§ Data
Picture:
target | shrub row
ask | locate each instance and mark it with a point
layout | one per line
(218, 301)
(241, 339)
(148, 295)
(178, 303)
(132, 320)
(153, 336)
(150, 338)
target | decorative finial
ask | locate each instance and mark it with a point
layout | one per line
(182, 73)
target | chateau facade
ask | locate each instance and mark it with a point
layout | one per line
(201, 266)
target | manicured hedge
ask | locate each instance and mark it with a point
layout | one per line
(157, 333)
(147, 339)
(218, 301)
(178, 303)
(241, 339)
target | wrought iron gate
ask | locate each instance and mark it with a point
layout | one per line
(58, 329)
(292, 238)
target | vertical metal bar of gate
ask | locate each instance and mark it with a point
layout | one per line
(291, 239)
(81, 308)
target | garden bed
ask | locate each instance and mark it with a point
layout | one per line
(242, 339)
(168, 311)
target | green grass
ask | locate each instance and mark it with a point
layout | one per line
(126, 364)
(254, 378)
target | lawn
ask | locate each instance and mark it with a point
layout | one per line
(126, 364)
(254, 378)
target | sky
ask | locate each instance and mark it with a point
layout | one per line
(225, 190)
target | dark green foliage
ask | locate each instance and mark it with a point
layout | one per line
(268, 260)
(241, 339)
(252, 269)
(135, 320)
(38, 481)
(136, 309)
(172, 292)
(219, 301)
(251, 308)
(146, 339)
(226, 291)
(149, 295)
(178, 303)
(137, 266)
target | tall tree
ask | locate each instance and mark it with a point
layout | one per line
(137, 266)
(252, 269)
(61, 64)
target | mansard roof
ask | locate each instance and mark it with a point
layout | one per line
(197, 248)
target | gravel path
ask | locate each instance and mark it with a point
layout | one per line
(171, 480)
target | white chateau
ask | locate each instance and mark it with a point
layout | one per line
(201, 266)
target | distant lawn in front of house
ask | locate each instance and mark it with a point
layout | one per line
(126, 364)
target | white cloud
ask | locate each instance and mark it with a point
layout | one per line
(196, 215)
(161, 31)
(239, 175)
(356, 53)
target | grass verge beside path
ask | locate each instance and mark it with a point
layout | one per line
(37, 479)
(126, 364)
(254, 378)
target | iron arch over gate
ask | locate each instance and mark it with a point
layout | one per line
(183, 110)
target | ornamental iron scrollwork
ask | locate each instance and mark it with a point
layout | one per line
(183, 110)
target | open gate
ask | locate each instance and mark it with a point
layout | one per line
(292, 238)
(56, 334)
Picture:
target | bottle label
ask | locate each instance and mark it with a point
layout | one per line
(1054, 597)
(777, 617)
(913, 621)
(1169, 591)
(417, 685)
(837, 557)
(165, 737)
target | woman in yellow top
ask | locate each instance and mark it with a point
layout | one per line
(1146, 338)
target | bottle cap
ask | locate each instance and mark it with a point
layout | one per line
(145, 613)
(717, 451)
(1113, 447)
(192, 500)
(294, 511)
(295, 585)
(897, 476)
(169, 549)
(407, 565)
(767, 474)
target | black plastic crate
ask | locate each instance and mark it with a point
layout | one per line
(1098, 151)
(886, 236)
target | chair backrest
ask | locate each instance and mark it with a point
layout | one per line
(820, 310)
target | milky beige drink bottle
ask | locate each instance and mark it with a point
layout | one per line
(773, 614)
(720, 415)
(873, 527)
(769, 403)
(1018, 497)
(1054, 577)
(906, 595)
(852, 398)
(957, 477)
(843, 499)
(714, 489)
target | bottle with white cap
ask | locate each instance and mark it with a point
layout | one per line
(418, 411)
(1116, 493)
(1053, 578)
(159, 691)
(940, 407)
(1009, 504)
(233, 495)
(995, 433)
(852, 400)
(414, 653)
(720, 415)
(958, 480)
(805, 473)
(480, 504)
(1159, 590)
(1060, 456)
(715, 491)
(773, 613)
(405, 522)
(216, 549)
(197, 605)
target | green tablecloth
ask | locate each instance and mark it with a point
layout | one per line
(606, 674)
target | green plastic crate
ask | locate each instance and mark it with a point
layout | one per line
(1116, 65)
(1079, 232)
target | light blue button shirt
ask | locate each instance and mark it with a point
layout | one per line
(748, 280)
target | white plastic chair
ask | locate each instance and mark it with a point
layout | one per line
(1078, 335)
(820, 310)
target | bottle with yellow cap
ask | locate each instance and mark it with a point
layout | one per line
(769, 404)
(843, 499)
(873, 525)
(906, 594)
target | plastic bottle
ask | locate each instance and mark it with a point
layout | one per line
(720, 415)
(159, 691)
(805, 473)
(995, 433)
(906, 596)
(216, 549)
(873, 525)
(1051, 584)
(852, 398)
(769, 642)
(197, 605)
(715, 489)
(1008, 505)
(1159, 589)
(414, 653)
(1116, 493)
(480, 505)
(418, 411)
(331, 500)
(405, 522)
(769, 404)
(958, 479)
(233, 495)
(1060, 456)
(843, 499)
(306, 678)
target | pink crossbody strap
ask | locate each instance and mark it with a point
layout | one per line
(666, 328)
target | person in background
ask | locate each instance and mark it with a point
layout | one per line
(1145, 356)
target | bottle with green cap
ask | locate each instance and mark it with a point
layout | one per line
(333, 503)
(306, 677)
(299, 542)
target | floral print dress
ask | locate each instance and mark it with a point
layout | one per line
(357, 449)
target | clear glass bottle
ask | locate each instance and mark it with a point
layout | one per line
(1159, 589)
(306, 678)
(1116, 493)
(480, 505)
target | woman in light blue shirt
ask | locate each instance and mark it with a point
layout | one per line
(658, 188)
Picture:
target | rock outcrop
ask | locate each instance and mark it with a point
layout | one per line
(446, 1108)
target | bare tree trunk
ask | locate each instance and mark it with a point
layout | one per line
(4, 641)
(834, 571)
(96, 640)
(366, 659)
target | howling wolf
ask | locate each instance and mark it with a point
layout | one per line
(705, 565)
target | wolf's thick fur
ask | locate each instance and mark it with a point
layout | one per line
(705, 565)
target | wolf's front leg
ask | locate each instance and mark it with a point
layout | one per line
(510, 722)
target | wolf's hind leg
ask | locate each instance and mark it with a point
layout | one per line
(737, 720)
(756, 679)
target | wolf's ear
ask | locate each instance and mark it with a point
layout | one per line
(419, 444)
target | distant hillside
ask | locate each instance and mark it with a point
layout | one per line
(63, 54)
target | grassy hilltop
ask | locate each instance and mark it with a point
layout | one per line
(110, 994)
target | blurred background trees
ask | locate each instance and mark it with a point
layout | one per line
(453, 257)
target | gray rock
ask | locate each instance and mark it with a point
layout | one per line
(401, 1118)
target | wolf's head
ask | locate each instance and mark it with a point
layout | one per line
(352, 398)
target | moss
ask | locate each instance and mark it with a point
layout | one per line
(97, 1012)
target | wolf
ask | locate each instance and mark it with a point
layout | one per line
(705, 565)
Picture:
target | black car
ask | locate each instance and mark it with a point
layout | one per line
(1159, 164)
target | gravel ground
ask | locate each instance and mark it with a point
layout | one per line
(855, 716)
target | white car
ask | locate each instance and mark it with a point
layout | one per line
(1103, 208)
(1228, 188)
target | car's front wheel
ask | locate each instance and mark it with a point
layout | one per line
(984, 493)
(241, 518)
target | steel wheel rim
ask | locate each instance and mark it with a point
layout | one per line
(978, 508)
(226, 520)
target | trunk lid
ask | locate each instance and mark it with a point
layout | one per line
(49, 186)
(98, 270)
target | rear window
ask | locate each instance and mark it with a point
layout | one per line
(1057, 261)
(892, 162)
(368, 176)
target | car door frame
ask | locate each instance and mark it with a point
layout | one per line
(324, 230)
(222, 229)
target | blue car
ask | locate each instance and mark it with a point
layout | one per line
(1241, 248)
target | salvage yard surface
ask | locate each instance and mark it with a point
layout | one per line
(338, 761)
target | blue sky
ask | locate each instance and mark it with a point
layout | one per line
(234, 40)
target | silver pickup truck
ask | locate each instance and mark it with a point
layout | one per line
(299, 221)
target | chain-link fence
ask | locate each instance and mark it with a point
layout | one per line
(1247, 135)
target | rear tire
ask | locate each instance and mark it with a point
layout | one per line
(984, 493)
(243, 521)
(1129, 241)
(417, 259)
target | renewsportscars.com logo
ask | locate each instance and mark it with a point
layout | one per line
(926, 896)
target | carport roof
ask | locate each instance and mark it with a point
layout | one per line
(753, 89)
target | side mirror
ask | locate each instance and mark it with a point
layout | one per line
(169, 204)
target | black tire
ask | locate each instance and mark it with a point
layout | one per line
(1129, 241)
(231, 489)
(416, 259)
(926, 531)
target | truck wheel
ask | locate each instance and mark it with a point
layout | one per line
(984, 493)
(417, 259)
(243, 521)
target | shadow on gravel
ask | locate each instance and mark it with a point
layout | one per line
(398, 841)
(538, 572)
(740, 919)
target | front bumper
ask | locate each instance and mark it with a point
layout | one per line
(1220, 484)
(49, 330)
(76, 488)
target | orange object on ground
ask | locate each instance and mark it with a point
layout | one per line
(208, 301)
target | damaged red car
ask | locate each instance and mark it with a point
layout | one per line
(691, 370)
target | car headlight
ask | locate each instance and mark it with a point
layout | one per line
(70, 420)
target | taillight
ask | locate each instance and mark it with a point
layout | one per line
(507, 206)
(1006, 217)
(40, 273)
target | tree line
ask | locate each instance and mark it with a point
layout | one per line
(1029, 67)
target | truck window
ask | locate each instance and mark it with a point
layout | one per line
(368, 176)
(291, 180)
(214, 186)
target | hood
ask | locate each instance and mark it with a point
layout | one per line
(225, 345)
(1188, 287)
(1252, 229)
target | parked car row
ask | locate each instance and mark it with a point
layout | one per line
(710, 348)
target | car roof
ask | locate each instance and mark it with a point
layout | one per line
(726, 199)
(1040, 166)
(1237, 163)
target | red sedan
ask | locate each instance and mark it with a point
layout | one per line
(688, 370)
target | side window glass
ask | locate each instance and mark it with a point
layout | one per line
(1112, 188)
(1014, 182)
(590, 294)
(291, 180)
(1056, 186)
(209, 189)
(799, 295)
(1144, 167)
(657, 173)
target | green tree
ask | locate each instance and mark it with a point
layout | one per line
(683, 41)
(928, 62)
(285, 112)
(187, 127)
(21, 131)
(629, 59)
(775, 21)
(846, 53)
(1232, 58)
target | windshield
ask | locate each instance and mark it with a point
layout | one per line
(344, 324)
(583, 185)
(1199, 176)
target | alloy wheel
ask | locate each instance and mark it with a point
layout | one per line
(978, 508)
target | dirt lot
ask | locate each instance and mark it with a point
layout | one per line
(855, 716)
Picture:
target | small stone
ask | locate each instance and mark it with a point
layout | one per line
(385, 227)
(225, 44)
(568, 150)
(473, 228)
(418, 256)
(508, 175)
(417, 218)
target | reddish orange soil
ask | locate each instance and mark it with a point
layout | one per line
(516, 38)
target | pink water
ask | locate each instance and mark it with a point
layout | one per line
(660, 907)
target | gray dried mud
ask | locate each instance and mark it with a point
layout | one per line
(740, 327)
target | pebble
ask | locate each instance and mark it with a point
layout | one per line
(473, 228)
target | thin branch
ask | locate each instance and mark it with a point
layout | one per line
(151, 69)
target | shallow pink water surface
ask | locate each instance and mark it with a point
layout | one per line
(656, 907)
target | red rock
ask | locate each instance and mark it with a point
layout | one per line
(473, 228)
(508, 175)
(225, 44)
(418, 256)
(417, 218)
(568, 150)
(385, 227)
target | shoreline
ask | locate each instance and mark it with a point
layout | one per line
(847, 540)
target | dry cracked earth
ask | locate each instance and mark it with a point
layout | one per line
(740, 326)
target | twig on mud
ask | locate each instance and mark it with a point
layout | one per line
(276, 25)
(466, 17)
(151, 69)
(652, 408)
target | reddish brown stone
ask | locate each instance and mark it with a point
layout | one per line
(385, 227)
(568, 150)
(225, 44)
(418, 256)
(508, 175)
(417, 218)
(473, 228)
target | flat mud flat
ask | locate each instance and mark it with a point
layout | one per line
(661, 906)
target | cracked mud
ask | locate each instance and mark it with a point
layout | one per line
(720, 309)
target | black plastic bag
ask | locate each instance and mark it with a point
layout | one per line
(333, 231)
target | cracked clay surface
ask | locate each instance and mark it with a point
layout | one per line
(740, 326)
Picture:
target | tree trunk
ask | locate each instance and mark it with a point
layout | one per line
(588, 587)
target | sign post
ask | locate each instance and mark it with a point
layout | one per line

§ Exercise requirements
Restate the final lines of the listing above word for word, beginning at the line that contains "target | dry cracked earth".

§ Written answer
target | dry cracked earth
ask | locate each instance and mark it with a point
layout | one per line
(740, 326)
target | twig on mud
ask | locate each instance and mark it with a point
layout | one per line
(276, 25)
(466, 17)
(151, 69)
(652, 408)
target | reddish brown stone
ask | locate each instance and mark it with a point
layout | one per line
(385, 227)
(568, 150)
(225, 44)
(418, 256)
(508, 175)
(417, 218)
(473, 228)
target | flat mud flat
ask | locate each instance and mark it with a point
layout | one per line
(661, 906)
target | cracked mud
ask | locate each instance and mark it with a point
layout | one per line
(720, 309)
target | black plastic bag
ask | locate each instance and mark it with a point
layout | one per line
(333, 231)
target | cracked clay surface
ask | locate each instance and mark it with a point
layout | one per line
(740, 326)
Picture:
target | tree trunk
ask | locate each instance and mark it with a point
layout | one per line
(588, 587)
target | sign post
ask | locate each instance and mark it with a point
layout | one per line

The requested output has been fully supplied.